• [Exercise objective]
Copy the part of the forum thread on domain redirects word for word, from "Multi domain redirect" up to and including "used for redirections.".

• [Selected text]
## start

Multi domain redirect to single domain
-
Hello, all SEOers.
Today, I would like to get some ideas about handling multiple domains.
I have a client who bought numerous domains under purpose of prevent abuse of their brand name and at the same time for future uses.
This client bought more than 100 domains.
Some domains are paused, parked, lived and redirected to other site.
I don't worry too much of parked domains and paused domains.
However, what I am worrying is that there are about 40 different domains are now redirected to single domain and meta refresh was used for redirections.
As far as I know, this can raise red flag for Google.
I asked clients to clean up unnecessary domains, yet they want to keep them all.
So now I have to figure out how to handle all domains which are redirect to single domain.
So far, I came up with following ideas.
1. Build gateway page which shows lists of my client sites and redirect all domains to gateway page.
2. Implement robots.txt file to all different domains
3. Delete the redirects and leave it as parked domains.
Could anyone can share other ideas in order to handling current status?
Please people, share your ideas for me.
-
There's a few ways to look at this.. but it entirely depends on the domains. If they are all brand domains, then you secure your brand names and redirect all traffic to the main domain. If you're aiming at SEO value, then you gain the authority (if there is any) of all the domains that you redirect to the primary.
Why wouldn't you want to redirect 100 domains? Honestly I don't think Google would look at that like a red flag, but again it entirely depends on the domains. If you redirect domains with bad reputation, or former penalties, then you'll automatically inherit the bad reputation. So that can work either way - depends on the domains.
-
I know where you are coming from David but to be honest i don't think Google will look too depth in to it and on the other hand you cannot stop (even your competitors) to build links on your redirected domains... so its better to play safe! (My opinion!)
-
If the whole domain redirect strategy is around brand protection each these domains have no links anyway so no SEO benefit. If you link a whole bunch of misspelt versions they will understand what you are doing and see that's not done for traffic purposes.
David
-
I would redirect all the domains to the primary domain and make sure they are done via a 301 redirect.
Here, if from Primary domain you mean to say the main domain then i might disagree you here because if you are going to redirect tons of website to the main website... this is a clear indication to Google that i am taking all the domains and pointing it to one place so that i can eat as much traffic as possible which is not really a good strategy in Google's eye!

## end

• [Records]
## start

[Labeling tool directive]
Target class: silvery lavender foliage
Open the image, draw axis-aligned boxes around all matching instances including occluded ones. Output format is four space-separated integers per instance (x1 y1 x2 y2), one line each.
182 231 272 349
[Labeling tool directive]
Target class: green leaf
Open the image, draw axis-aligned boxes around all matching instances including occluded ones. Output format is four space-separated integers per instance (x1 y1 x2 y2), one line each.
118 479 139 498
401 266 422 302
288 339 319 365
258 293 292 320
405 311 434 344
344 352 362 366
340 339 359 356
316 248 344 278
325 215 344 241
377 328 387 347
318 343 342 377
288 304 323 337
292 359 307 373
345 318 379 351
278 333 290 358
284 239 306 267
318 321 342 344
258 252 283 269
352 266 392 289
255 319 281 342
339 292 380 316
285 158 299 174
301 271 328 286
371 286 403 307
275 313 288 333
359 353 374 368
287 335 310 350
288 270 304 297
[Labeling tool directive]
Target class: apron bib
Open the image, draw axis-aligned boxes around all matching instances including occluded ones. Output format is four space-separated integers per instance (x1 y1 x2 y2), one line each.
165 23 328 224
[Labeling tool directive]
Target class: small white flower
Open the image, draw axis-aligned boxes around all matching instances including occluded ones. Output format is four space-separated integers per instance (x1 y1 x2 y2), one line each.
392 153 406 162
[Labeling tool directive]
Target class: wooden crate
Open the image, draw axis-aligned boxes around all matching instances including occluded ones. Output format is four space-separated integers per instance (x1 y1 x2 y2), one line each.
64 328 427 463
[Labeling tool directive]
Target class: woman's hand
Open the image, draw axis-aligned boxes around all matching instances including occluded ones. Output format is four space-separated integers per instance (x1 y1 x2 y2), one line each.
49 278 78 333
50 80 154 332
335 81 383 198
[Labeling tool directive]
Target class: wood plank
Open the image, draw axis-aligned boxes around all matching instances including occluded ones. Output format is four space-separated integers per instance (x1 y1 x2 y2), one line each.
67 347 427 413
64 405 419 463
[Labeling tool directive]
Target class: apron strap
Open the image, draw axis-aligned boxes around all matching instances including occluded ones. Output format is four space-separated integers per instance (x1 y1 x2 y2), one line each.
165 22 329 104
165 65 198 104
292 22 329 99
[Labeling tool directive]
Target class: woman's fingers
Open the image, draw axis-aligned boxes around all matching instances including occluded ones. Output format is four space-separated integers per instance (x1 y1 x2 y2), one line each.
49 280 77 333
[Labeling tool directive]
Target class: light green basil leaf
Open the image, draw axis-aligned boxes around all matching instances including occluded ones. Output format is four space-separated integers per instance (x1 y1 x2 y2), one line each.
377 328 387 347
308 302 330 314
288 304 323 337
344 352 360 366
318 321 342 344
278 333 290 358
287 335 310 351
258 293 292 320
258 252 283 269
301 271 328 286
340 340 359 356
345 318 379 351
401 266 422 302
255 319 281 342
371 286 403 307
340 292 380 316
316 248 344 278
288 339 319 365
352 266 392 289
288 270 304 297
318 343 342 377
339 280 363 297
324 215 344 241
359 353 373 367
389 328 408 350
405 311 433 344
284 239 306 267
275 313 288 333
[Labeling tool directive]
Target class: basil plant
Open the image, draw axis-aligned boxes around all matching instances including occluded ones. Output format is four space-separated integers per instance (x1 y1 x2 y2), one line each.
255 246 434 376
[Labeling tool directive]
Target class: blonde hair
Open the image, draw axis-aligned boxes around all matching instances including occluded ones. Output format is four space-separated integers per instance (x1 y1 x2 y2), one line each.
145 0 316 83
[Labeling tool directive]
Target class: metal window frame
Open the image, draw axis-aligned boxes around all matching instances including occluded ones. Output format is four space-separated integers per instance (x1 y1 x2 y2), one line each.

## end

• [Result of this task]
Multi domain redirect to single domain
-
Hello, all SEOers.
Today, I would like to get some ideas about handling multiple domains.
I have a client who bought numerous domains under purpose of prevent abuse of their brand name and at the same time for future uses.
This client bought more than 100 domains.
Some domains are paused, parked, lived and redirected to other site.
I don't worry too much of parked domains and paused domains.
However, what I am worrying is that there are about 40 different domains are now redirected to single domain and meta refresh was used for redirections.